EXTRACT:
::::

In the years since doing this walk I’ve returned several times and have taken the liberty of including other photos as well as those from the early 1990’s. After an enjoyable first mile along a canal towpath beneath an overcast sky, Alton Road then led to a climb up a track called Workway Drove. A mile to the west are the two villages of Alton Barnes and Alton Priors where only nine months earlier I’d witnessed an extraordinary phenomenon. The Alton Barnes key design first appeared on 11th July 1990 in East Field alongside the Ridgeway. A day or so later I was in the area and, like several others, wandered in to take a look. It was my first experience of a crop circle up-close and personal from the inside. Although the full dramatic effect is best seen from the air, only when you are close can you appreciate how intricate and incredibly symmetrical these things are, though I’m not sure local farmers see it that way. Days later this design made national headlines and the farmer was charging people to go in, it was later used for the cover of Led Zeppelin’s ‘Remasters’ album.

::::

LISTING:
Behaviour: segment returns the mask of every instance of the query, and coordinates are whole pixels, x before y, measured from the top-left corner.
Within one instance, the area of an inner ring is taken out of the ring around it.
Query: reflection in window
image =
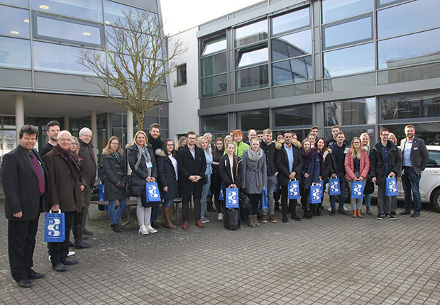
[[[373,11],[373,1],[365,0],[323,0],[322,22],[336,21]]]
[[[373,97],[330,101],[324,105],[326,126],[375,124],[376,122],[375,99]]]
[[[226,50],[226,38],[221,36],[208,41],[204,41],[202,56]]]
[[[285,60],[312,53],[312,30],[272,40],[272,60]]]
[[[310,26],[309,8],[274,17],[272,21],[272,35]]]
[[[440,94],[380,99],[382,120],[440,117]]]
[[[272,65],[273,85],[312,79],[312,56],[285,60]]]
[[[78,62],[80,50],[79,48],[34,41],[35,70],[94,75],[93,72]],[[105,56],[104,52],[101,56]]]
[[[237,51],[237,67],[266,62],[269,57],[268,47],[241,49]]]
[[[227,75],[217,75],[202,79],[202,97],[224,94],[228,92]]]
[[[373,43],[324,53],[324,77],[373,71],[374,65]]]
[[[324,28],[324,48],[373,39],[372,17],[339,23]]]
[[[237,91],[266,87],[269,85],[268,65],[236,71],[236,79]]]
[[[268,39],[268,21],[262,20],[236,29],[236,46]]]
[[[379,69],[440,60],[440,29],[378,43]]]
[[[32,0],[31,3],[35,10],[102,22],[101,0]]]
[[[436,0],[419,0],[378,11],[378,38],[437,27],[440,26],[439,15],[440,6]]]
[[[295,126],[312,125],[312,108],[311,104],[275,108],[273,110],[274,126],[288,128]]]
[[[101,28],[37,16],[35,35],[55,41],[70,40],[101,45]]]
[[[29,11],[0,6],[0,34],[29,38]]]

::::

REQUIRED ACTIONS:
1) Answer these about the walk account:
(a) What was the track that Alton Road led up to?
(b) On what date did the Alton Barnes key design first appear?
(c) Which album later used the design for its cover?
2) Could you write the next part of the walk account, starting after its last sentence?

OUTPUTS BY TASK:
1)
(a) Workway Drove
(b) 11th July 1990
(c) Led Zeppelin's 'Remasters'

2)
North of Alton Priors we climbed out of the Vale of Pewsey into a cutting wind to join the ancient Ridgeway at the foot of the appropriately named Walkers Hill surmounted by the burial mound of Adam’s Grave. The track led to a gap through the line of an impressive earthwork known as the Wansdyke. This linear embankment was built during the 5th or 6th centuries, possibly by Romano-Britons in a desperate attempt to keep invading Saxons out. At roughly 50 miles the Wansdyke follows an east west line to the Bristol Channel. Much of it has gone, or is lost within the landscape it once dominated, but the best of it was to be seen in the latter half of our day. In places it can rise up to 40 feet from the bottom of the adjoining ditch. The Wansdyke was certainly impressive but we had bigger fish to fry as we looked to the gradual opening of a valley to the north, from there the Ridgeway followed a gentle 2 mile descent to East Kennett. By now some of the more observant amongst you may well be questioning the inconsistency of my spelling, however the error is deliberate and, I might add, not of my doing. Perhaps someone could enlighten me as to why the villages of East & West Kennett are spelt thus, whilst the river and its valley are spelt Kennet? This anomaly makes no logical sense but then again, things are quite often not what they seem in this part of the British Isles.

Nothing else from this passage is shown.